Image: Evidence of residual gadolinium in the brain (Photo courtesy of Emanuel Kanal/UPMC).
New studies reveal that gadolinium based contrast agents (GBCA) used in magnetic resonance imaging (MRI) exams may remain in the brain for years, but the long-term effects are unknown.
A series of three recent studies raise new questions about residual gadolinium concentrations in the brains of patients with no history of kidney disease. The first, conducted at Teikyo University (Tokyo, Japan), examined brain tissues from five autopsied patients who had undergone multiple GBCA MRI exams and five patients with no gadolinium history. The study, published in the November 2016 issue of the Japanese Journal of Radiology, found that even in patients without severe renal dysfunction, gadolinium accumulated in the brain.
The findings of the Japanese study lend support to the results of a study at the Mayo Clinic (Rochester, MN, USA), published in the March 2016 issue of Radiology, which showed residual gadolinium deposits present in the postmortem brains of 13 patients who had undergone at least four GBCA contrast MRI exams. Neither the Teikyo University nor the Mayo clinic study was able to identify whether the residual gadolinium was in free or chelated form.
A third study, by the University of Heidelberg (Germany), published in the June 2015 issue of Radiology, retrospectively looked at two groups of 50 patients who had undergone at least six MRI exams, suggests that the molecular structure of the gadolinium contrast agent may play a role in retention. There are two structurally distinct categories of GBCA: linear and macrocyclic. In the macrocyclic structure, the gadolinium is bound more tightly to the chelating agent and, therefore, less likely to release free gadolinium into the body.

Work item A:
Answer these questions from the gadolinium article, putting each answer on its own line and marking it (i), (ii) or (iii):
(i) Which university carried out the study published in the Japanese Journal of Radiology?
(ii) How many patients' postmortem brains showed residual gadolinium deposits in the Mayo Clinic study?
(iii) What are the two structurally distinct categories of GBCA?
Work item B: Write out the stretch of the gadolinium article from "The findings of" through "or chelated form.".
Work item C: Continue the gadolinium article after its last sentence.
You can ignore the items for these tasks.

Extracted information:
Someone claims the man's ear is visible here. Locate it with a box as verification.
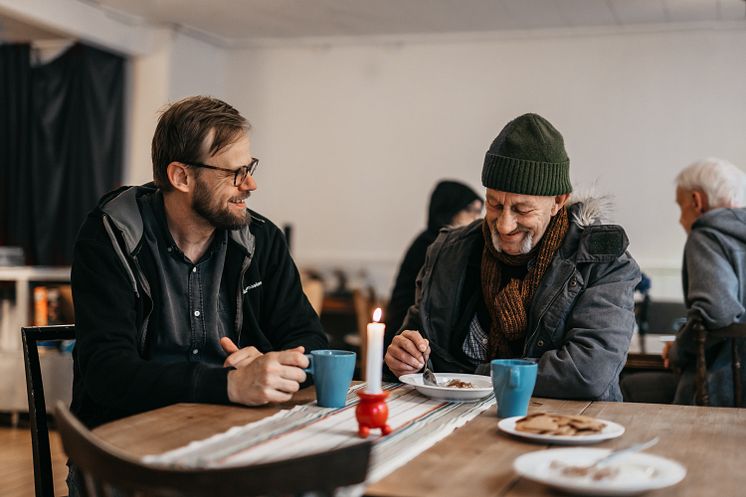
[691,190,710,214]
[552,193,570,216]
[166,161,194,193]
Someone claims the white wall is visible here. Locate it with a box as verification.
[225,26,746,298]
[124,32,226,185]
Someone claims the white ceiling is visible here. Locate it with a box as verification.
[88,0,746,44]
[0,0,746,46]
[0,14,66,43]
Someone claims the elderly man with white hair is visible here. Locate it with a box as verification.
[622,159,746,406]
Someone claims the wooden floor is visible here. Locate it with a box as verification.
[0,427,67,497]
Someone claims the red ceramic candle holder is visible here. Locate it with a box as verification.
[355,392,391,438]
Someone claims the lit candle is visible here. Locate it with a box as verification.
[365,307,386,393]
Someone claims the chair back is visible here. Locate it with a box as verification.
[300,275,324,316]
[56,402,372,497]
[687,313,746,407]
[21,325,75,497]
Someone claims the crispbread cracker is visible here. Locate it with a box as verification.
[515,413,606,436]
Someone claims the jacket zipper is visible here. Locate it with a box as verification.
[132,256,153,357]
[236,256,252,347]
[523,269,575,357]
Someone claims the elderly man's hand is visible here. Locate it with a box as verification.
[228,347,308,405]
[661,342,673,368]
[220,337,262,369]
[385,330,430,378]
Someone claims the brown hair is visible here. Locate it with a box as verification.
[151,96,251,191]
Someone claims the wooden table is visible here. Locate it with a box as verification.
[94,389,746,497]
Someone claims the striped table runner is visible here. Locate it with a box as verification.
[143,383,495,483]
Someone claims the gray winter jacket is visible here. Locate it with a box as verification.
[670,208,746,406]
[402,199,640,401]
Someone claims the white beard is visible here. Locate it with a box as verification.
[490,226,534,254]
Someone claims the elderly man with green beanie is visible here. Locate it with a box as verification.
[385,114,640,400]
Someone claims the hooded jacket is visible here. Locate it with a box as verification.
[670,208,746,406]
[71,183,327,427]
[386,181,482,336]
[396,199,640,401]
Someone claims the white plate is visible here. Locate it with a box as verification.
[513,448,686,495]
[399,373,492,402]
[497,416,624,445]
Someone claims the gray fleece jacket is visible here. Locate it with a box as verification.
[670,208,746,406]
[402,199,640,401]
* * *
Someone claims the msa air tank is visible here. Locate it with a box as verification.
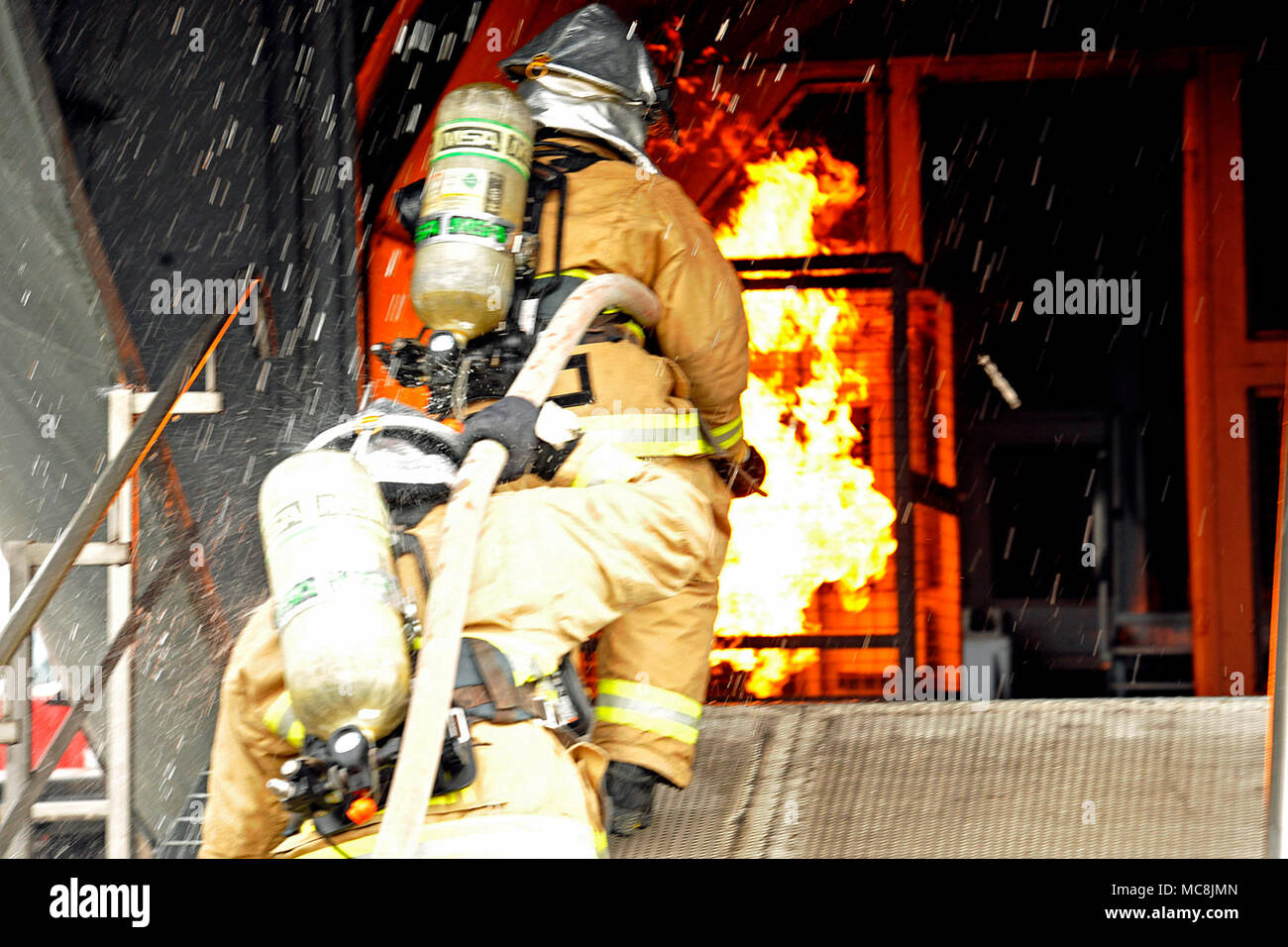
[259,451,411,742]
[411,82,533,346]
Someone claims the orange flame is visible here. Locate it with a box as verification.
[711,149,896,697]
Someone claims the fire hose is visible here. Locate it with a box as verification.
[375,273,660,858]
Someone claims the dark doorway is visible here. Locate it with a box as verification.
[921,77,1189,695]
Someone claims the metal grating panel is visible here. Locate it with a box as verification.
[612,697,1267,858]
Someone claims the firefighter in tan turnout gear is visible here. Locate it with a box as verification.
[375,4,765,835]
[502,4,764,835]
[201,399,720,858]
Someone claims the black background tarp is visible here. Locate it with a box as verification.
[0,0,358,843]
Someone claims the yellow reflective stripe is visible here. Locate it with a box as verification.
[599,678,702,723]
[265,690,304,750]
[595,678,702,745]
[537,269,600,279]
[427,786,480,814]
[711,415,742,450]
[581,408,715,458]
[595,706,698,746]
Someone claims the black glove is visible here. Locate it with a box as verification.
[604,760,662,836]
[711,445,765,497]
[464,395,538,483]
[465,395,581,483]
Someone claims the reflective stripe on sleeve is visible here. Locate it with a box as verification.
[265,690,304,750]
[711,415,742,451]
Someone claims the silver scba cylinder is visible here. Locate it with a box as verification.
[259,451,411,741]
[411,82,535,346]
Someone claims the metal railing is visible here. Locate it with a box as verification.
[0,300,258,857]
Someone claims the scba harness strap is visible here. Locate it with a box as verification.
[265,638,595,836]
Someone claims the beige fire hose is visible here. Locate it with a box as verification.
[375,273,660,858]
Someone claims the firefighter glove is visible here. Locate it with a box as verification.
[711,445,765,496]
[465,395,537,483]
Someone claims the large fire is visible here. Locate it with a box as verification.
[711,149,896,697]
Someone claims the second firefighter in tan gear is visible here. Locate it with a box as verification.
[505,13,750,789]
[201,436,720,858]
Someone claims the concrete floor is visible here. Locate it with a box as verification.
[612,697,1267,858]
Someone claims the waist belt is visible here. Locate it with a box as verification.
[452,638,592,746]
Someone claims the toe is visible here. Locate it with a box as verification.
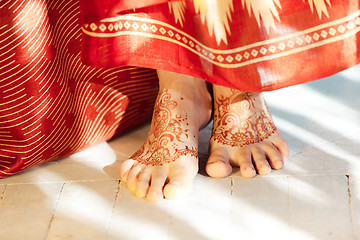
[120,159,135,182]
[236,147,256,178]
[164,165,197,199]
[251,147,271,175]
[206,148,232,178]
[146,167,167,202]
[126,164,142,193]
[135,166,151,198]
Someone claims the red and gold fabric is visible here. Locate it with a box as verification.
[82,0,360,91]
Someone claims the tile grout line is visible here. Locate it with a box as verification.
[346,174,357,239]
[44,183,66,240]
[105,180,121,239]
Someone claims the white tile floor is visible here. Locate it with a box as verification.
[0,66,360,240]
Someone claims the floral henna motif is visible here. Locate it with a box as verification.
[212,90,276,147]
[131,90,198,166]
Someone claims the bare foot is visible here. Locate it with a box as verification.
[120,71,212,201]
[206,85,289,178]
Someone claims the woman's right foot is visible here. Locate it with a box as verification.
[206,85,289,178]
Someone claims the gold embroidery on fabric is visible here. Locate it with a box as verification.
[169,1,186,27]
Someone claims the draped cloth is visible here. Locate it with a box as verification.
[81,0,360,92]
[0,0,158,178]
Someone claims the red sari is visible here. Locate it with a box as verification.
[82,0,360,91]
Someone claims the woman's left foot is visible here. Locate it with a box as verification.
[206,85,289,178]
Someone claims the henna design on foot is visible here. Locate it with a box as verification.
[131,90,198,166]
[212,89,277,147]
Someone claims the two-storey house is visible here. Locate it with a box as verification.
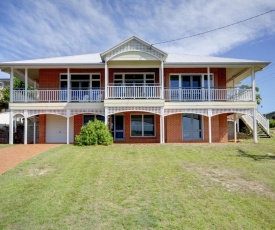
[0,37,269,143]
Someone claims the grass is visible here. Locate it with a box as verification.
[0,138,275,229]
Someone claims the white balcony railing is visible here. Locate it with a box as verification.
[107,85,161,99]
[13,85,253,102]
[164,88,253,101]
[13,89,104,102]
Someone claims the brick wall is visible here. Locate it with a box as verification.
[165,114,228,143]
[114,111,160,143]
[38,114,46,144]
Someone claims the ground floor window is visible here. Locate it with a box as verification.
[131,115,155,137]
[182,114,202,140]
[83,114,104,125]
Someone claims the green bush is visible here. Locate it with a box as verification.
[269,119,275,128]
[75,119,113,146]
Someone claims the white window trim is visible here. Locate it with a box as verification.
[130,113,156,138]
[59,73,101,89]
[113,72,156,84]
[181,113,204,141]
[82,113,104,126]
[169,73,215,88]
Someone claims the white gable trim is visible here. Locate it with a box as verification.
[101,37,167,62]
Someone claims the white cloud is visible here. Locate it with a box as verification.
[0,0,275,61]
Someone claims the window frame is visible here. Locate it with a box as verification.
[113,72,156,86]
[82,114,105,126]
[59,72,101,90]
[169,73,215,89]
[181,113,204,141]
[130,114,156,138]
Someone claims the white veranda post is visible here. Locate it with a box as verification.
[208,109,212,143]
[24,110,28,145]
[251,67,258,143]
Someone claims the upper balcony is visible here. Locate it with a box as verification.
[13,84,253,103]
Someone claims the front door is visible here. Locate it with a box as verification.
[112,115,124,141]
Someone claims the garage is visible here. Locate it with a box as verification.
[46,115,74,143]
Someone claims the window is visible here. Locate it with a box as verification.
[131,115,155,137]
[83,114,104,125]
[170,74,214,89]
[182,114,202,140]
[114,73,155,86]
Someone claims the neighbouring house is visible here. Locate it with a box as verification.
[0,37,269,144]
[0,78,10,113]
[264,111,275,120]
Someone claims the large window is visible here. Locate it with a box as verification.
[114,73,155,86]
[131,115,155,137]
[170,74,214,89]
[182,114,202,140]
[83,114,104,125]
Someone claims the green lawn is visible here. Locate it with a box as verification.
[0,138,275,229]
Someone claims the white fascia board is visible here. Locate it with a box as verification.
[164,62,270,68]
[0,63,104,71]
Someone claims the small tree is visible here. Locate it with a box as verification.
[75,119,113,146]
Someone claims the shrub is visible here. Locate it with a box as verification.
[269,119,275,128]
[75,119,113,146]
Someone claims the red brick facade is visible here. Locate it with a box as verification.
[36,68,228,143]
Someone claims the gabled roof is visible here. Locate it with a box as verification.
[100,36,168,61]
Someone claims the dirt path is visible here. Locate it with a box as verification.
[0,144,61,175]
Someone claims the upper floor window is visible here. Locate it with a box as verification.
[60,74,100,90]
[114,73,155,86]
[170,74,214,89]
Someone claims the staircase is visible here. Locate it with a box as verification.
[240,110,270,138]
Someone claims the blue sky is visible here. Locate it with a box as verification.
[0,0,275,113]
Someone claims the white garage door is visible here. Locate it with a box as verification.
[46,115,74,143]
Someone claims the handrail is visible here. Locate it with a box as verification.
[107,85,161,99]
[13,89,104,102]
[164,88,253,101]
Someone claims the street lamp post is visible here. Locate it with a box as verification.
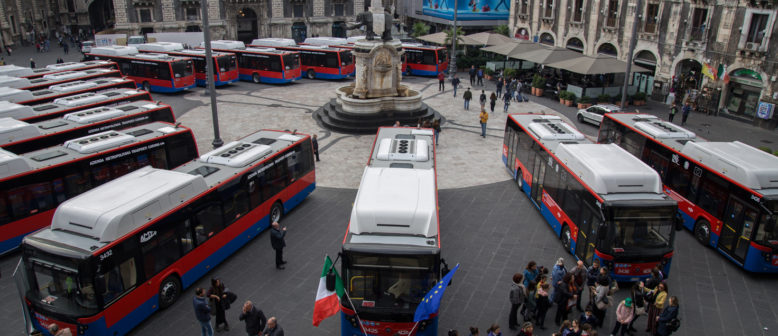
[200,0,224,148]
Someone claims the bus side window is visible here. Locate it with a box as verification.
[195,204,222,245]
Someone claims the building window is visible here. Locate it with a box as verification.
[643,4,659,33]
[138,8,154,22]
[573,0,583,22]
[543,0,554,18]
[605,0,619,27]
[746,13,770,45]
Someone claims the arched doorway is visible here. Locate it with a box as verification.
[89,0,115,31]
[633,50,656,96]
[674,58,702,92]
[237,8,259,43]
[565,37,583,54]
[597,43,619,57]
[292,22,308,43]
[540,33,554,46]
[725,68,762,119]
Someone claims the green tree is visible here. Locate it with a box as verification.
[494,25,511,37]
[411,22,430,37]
---
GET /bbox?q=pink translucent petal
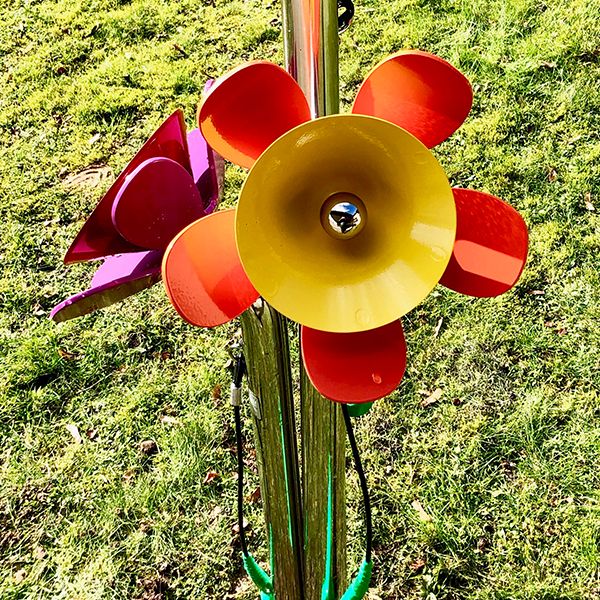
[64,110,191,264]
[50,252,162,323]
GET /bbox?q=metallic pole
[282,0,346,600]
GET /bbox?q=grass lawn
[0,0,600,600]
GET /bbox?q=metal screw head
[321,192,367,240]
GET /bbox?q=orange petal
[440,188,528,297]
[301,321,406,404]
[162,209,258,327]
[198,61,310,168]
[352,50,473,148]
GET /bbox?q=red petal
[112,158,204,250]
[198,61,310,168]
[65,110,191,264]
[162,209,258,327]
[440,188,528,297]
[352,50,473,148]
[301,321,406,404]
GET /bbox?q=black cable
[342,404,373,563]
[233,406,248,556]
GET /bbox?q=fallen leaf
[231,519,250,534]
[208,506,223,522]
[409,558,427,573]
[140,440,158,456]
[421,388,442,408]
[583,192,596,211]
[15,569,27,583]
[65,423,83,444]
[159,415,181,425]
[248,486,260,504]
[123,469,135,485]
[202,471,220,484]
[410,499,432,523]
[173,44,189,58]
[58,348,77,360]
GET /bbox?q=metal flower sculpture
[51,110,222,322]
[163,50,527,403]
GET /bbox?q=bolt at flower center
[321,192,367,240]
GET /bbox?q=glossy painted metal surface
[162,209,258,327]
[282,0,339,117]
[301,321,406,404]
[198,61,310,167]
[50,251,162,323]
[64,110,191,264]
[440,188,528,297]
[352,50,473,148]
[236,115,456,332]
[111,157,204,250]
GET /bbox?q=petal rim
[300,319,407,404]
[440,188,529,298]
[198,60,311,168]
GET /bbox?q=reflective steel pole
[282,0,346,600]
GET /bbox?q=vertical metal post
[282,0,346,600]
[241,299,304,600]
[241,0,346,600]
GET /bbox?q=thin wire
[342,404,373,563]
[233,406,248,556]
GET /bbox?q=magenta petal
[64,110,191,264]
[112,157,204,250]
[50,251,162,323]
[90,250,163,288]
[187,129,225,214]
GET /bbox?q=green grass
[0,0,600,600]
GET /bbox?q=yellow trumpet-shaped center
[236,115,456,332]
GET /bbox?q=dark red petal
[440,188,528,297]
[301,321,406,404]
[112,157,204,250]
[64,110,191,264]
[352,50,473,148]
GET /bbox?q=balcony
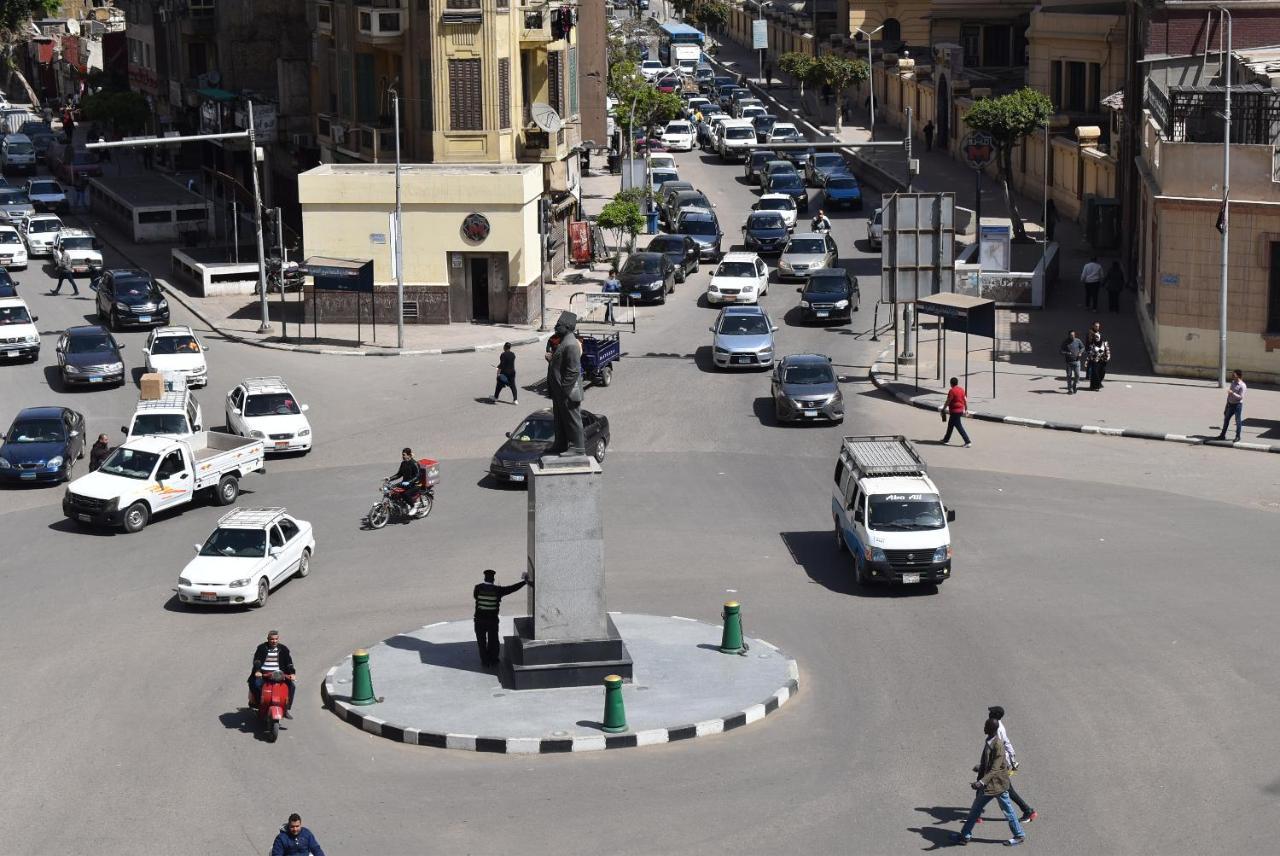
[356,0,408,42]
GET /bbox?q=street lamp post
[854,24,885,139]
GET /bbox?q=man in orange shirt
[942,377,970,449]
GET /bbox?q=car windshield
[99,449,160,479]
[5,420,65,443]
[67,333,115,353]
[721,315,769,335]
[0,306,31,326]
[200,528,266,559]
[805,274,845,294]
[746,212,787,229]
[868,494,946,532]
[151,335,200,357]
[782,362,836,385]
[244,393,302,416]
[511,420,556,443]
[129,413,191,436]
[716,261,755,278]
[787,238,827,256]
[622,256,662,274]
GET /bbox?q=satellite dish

Expected output A:
(i) Teikyo University
(ii) 13
(iii) Linear and macrocyclic

Expected output B:
The findings of the Japanese study lend support to the results of a study at the Mayo Clinic (Rochester, MN, USA), published in the March 2016 issue of Radiology, which showed residual gadolinium deposits present in the postmortem brains of 13 patients who had undergone at least four GBCA contrast MRI exams. Neither the Teikyo University nor the Mayo clinic study was able to identify whether the residual gadolinium was in free or chelated form.

Expected output C:
“We now have clear evidence that the administration of various gadolinium-based contrast agents results in notably varied levels of accumulation of residual gadolinium in the brain. What we still don’t know is the clinical significance, if any, of this observation,” commented professor of radiology and neuroradiology Emanuel Kanal, MD, director of magnetic resonance services at University of Pittsburgh Medical Center (UPMC, PA, USA). “We cannot unnecessarily deprive our patients of crucial, even life-saving medical data from gadolinium contrast-enhanced MRI. Nor can we ignore these new findings and continue prescribing them as we have until now, without change.”
Gadolinium--a rare earth heavy metal--is used for enhancement during MRI. Neurotoxic effects have been seen in animals and when a GBCA is given intrathecally in humans. On its own, gadolinium can be toxic; therefore, when used in contrast agents, gadolinium is bonded with a molecule called a chelating agent, which controls the distribution of gadolinium within the body. In July 2015, the U.S. Food and Drug Administration (FDA) stated that it was unknown whether gadolinium deposits in the brain were harmful.